• **DOCUMENT TEXT**
+--
The Tannenbaums maintained residences in both Columbus and Indianapolis for eight years, until 2014, when they sold their Columbus home. Now, Tannenbaum—who will be 58 next month—is leaving his only post-college professional home in Columbus for retirement and a chance to do something more with his life.

It’s a calling that’s been weighing on him since before deciding to come to Columbus.

As a medical resident in the mid-1990s at the University of Michigan, Tannenbaum set up the surgery schedule and assisted with joint replacements for veterans at the VA Hospital in Ann Arbor.

At the time, the wait for a joint replacement through the VA was about a year.

“When I’d call them, generally everyone was happy,” Tannenbaum said.

But when Tannenbaum reached out to one Ann Arbor patient’s family in June 1996 to let them know that his turn had come, the veteran’s wife explained that regrettably, her husband had died while waiting for his knee replacement.

“That had a profound impact on me and throughout my career,” Tannenbaum said. “I knew I always wanted to go back and help the veterans before I retired. I feel I owe it to them.”

Starting in February, Tannenbaum will begin a post-retirement position as an orthopedic surgeon splitting time between VA facilities in Indianapolis and Phoenix, where the Tannenbaums have had a second home since 2016.

He will be doing joint-replacement and revision surgeries on local veterans who have had complications from previous surgeries—something the VA in Indianapolis had not been able to offer, Tannenbaum said.
+--
• **WHAT YOU NEED TO DO**
Answer these questions using the article on Tannenbaum's move to VA work.
1. In what year did the Tannenbaums sell their Columbus home?
2. In the mid-1990s, about how long was the wait for a joint replacement through the VA?
3. Since what year have the Tannenbaums had a second home in Phoenix?

• **DATA EXTRACT**
+--
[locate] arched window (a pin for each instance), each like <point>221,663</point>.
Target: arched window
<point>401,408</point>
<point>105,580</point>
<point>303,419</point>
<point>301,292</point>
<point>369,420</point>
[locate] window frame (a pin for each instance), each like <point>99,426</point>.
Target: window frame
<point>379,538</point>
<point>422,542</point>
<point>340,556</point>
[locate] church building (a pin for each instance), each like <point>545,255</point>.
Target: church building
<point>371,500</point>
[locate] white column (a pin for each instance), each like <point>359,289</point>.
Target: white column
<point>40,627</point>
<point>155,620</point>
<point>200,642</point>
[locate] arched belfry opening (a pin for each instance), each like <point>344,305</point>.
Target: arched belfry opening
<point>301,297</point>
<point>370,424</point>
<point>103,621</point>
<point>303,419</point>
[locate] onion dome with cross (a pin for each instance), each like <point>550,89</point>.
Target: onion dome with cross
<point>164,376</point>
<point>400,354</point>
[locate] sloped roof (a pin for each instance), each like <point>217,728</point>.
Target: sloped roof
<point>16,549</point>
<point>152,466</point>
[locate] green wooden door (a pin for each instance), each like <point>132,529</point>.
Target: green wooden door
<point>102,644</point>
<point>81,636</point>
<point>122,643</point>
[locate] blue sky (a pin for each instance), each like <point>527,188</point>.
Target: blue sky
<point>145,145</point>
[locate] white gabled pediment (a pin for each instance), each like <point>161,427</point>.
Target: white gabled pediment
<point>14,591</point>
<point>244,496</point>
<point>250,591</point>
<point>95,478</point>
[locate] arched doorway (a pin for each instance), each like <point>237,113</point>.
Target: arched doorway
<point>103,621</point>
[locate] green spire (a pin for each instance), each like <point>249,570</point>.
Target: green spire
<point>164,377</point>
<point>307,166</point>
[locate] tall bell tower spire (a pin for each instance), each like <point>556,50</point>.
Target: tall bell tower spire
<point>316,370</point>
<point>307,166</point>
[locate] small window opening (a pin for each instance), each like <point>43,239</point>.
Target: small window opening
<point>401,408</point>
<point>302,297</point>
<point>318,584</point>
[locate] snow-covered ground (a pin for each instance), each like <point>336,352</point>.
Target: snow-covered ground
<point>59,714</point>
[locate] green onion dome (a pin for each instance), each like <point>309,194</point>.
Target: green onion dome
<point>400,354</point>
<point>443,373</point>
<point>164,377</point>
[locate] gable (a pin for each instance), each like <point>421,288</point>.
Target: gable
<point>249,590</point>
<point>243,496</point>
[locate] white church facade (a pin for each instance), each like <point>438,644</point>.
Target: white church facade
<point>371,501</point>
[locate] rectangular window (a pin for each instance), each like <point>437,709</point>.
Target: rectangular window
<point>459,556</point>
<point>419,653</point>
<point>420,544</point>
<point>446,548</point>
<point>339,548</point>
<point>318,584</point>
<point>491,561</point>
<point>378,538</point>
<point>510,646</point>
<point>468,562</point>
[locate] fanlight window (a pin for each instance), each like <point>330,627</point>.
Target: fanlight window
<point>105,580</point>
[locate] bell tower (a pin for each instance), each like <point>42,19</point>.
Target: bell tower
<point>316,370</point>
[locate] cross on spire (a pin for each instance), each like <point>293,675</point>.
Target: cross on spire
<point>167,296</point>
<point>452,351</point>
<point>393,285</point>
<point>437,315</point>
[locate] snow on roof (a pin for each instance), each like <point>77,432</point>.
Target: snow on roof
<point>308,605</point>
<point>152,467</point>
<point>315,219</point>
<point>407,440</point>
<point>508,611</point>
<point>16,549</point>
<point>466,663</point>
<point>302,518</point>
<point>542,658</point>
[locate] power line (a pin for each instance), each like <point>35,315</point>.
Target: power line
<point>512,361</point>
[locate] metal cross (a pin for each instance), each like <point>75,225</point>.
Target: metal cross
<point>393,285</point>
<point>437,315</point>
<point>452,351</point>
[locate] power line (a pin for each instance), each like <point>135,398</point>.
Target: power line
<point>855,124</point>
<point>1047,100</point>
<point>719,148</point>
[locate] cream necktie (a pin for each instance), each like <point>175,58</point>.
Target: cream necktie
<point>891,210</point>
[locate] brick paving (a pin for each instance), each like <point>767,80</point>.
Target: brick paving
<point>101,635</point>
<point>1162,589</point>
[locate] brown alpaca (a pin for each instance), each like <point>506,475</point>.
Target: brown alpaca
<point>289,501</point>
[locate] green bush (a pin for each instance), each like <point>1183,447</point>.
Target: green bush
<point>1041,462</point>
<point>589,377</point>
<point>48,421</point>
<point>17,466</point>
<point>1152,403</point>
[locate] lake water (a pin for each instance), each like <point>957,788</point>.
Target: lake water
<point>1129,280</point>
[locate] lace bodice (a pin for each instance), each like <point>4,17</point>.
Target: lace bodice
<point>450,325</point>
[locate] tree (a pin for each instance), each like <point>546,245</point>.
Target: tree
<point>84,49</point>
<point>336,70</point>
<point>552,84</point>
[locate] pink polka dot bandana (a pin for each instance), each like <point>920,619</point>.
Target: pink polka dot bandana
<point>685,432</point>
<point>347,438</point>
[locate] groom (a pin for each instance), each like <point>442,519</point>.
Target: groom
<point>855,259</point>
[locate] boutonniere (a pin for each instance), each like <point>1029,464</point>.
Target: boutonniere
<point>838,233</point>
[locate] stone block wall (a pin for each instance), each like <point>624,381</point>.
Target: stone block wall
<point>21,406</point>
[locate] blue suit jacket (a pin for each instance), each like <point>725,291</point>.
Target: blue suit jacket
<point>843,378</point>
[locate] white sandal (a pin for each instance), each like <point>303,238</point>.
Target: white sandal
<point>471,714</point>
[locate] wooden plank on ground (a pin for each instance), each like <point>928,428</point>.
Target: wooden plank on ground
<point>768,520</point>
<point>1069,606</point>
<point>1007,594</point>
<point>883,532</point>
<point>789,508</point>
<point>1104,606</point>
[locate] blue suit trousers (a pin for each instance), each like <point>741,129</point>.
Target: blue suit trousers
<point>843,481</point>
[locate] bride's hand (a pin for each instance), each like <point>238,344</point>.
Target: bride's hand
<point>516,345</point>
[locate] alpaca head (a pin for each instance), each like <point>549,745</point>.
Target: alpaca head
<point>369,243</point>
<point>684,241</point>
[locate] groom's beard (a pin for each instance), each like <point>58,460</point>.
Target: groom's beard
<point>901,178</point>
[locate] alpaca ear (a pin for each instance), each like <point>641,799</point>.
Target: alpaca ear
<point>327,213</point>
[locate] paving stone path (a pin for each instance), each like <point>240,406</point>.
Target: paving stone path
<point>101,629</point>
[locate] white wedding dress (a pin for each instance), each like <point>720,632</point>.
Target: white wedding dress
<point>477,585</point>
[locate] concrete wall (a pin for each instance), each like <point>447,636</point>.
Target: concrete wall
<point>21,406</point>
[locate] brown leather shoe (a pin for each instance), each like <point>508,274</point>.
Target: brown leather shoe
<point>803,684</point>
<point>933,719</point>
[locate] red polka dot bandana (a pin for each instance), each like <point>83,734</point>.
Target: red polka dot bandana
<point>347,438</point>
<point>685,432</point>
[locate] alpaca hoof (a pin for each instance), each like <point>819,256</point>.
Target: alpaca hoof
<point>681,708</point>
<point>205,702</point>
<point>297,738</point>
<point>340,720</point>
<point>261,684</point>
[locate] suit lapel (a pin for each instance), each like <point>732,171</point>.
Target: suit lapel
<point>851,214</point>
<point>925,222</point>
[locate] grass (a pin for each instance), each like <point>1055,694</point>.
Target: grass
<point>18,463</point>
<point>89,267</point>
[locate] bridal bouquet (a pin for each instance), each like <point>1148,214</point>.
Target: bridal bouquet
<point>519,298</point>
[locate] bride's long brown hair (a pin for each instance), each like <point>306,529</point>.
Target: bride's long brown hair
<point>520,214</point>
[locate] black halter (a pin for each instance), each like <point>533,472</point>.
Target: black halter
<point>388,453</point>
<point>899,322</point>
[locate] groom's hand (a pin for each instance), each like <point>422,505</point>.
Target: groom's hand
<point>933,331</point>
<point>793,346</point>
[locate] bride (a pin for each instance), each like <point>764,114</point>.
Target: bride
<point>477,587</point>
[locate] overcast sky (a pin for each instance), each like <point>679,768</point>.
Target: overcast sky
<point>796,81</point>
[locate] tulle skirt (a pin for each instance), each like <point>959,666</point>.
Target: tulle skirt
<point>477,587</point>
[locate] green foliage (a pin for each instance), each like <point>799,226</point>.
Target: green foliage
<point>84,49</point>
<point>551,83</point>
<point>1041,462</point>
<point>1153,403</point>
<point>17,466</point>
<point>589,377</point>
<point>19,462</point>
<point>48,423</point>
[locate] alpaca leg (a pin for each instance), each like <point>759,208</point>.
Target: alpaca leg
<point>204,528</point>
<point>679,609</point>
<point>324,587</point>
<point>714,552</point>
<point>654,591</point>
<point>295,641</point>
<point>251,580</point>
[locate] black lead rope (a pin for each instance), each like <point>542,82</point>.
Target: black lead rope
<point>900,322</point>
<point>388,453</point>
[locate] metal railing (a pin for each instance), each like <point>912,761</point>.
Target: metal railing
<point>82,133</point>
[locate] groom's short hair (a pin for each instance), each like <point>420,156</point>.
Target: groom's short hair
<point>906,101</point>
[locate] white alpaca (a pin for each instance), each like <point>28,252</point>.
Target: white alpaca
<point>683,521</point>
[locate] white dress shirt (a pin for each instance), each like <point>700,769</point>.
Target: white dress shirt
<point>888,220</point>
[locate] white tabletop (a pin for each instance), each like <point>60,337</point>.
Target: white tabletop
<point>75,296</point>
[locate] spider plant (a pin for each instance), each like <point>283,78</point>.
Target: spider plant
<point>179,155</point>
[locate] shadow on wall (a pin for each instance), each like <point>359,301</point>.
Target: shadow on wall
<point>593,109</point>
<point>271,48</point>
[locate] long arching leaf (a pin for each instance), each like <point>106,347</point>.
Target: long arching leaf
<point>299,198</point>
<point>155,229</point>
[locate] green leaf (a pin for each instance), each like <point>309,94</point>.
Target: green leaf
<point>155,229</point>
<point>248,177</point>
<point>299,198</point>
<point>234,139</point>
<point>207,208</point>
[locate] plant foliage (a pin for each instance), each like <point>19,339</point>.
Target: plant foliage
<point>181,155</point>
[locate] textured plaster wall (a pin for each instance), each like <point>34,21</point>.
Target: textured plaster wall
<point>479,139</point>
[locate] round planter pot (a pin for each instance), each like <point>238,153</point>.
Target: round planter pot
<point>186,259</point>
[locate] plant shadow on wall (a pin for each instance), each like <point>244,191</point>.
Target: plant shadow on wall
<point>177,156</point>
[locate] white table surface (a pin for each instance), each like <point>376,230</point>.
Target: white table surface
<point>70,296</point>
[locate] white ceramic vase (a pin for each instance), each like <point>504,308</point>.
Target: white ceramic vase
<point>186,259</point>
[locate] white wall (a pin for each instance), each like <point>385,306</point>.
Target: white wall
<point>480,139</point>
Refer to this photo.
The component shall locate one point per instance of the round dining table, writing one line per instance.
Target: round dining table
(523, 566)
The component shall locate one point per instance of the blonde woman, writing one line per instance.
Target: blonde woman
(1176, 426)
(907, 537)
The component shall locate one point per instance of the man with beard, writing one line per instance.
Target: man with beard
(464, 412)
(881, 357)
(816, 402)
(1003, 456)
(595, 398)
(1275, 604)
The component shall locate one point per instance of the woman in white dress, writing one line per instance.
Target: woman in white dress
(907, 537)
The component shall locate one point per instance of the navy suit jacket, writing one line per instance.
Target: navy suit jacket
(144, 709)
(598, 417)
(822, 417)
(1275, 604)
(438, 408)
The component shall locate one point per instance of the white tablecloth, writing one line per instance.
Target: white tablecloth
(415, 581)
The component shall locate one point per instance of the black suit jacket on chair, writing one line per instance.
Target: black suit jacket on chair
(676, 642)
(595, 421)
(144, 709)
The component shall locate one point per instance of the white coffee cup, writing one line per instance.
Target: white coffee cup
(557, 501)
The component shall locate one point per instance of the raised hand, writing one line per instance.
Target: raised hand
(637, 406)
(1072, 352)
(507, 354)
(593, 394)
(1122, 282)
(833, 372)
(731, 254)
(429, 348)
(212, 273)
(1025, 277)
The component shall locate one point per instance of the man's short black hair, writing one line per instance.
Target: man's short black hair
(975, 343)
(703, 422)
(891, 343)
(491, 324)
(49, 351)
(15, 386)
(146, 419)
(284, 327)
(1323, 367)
+--
• **RESULT OF THE EXERCISE**
1. 2014
2. About a year
3. 2016